Go through the listing below. Copy each line that has the string "dead".
----
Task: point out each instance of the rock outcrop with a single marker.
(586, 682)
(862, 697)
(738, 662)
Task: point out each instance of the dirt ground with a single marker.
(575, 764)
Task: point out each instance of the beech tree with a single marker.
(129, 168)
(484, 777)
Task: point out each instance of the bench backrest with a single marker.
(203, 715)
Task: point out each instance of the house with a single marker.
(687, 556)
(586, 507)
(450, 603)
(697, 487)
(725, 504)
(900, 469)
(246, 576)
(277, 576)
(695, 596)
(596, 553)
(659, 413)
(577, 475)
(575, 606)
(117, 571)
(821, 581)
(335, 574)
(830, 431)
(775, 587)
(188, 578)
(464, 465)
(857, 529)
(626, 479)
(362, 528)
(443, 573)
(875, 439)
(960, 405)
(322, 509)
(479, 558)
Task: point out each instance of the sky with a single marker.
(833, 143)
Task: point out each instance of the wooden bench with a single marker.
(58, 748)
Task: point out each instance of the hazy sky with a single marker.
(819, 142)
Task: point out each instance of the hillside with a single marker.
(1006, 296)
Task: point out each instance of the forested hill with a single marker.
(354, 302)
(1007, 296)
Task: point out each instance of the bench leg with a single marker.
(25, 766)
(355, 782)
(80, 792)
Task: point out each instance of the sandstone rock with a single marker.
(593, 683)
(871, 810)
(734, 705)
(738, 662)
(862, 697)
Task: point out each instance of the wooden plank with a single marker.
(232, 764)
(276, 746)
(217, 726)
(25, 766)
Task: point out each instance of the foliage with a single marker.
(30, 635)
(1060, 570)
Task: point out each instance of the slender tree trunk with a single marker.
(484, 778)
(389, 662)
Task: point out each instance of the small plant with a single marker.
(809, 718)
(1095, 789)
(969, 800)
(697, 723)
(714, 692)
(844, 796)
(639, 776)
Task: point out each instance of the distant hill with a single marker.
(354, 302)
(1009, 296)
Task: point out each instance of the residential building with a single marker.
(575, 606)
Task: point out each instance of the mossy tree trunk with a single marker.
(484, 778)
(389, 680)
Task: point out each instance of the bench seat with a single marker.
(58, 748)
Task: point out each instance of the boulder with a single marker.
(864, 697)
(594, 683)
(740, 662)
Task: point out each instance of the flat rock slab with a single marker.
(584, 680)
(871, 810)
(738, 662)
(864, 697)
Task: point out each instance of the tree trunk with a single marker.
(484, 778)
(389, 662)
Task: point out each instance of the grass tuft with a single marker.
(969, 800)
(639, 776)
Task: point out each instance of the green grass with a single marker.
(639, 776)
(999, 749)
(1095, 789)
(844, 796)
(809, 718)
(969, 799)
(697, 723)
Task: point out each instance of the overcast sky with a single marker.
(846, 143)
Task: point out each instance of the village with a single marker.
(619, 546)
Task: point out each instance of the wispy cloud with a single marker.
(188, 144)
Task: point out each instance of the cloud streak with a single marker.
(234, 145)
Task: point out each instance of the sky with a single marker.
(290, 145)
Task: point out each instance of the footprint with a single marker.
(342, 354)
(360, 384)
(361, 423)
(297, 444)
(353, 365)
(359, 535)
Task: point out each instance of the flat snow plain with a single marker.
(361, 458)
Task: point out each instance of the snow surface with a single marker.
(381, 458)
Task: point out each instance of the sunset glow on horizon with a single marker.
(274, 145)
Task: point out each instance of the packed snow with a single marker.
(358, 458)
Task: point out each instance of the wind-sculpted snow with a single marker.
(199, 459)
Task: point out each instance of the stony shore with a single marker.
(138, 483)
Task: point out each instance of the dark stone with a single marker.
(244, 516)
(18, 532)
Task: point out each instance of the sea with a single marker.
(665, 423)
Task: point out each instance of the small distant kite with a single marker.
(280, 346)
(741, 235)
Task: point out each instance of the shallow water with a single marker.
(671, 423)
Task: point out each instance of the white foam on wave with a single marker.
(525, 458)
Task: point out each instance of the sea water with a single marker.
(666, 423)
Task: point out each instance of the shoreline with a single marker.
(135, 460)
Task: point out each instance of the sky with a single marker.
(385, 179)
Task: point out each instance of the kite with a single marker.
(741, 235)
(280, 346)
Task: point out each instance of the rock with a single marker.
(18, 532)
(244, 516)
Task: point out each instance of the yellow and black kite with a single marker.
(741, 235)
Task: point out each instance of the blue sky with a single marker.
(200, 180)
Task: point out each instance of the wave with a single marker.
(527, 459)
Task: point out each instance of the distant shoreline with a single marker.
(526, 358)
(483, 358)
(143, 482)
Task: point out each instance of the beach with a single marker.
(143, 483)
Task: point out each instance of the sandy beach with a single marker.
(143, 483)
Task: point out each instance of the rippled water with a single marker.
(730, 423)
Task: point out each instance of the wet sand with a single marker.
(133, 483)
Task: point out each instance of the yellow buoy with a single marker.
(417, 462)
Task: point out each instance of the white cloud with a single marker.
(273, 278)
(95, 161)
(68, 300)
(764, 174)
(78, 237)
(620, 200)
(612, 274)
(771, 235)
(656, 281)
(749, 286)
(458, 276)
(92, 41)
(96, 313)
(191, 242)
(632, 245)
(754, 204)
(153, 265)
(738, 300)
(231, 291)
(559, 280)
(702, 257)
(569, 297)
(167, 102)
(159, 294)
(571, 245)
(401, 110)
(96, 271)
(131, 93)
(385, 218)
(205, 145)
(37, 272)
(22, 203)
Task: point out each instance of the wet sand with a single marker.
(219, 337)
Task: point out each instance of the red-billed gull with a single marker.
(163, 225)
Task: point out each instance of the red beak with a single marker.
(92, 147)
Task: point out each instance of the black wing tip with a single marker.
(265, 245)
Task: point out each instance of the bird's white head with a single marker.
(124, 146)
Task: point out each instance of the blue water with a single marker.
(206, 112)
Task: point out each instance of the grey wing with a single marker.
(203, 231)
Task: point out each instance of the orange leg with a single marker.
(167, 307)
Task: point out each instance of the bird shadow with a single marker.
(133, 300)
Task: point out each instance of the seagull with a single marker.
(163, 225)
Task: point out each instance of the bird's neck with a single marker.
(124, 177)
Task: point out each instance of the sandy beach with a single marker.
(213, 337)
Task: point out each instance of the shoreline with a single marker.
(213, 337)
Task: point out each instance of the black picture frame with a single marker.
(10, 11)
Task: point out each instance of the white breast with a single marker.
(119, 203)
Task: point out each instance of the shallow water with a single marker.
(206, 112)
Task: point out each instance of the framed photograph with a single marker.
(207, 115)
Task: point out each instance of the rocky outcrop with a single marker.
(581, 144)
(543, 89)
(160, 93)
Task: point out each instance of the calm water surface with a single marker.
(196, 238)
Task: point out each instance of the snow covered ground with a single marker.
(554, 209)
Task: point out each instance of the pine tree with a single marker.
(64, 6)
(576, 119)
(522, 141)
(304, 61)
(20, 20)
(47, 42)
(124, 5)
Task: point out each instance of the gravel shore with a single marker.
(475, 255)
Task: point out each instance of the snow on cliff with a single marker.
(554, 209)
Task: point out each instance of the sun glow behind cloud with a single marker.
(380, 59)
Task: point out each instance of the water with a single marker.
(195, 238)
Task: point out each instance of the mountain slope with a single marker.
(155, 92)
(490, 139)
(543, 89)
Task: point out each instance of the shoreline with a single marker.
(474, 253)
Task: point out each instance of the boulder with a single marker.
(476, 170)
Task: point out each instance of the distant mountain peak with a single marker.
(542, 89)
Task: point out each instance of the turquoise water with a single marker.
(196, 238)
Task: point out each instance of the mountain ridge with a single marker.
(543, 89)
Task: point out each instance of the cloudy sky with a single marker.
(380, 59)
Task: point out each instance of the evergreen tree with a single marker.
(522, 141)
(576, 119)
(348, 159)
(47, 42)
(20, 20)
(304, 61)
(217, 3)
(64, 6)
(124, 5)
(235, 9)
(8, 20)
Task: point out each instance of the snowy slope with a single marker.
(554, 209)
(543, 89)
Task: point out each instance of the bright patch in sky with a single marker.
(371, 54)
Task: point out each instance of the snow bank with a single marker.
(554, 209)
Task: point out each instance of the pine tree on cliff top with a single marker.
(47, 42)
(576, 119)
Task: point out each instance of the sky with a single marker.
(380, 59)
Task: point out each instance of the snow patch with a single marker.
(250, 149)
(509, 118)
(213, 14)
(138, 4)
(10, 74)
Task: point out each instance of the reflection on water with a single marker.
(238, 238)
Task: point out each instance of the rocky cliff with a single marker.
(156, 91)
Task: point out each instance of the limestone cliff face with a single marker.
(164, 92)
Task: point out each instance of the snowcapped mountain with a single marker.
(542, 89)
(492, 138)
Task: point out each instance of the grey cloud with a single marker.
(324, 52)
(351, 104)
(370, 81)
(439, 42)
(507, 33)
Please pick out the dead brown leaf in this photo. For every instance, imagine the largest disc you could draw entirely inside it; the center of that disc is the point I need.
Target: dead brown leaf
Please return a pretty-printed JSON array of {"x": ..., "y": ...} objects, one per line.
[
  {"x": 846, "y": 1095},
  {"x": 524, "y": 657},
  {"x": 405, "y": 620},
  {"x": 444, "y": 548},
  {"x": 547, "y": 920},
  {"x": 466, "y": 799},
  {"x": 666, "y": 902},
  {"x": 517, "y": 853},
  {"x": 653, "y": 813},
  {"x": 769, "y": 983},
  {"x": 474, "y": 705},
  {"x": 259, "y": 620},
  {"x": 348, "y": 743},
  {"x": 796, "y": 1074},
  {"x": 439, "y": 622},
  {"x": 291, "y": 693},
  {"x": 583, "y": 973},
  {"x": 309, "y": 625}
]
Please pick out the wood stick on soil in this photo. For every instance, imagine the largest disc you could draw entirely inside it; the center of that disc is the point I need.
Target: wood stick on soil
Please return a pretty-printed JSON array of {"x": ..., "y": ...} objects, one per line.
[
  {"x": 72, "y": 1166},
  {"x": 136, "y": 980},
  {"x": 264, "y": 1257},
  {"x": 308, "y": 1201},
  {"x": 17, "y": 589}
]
----
_ANSWER_
Please pick out the dead brown leaf in this photo. For every instance, imagine the largest disc you could draw entirely inside it; the center of that disc is the point I need.
Target: dead brown leaf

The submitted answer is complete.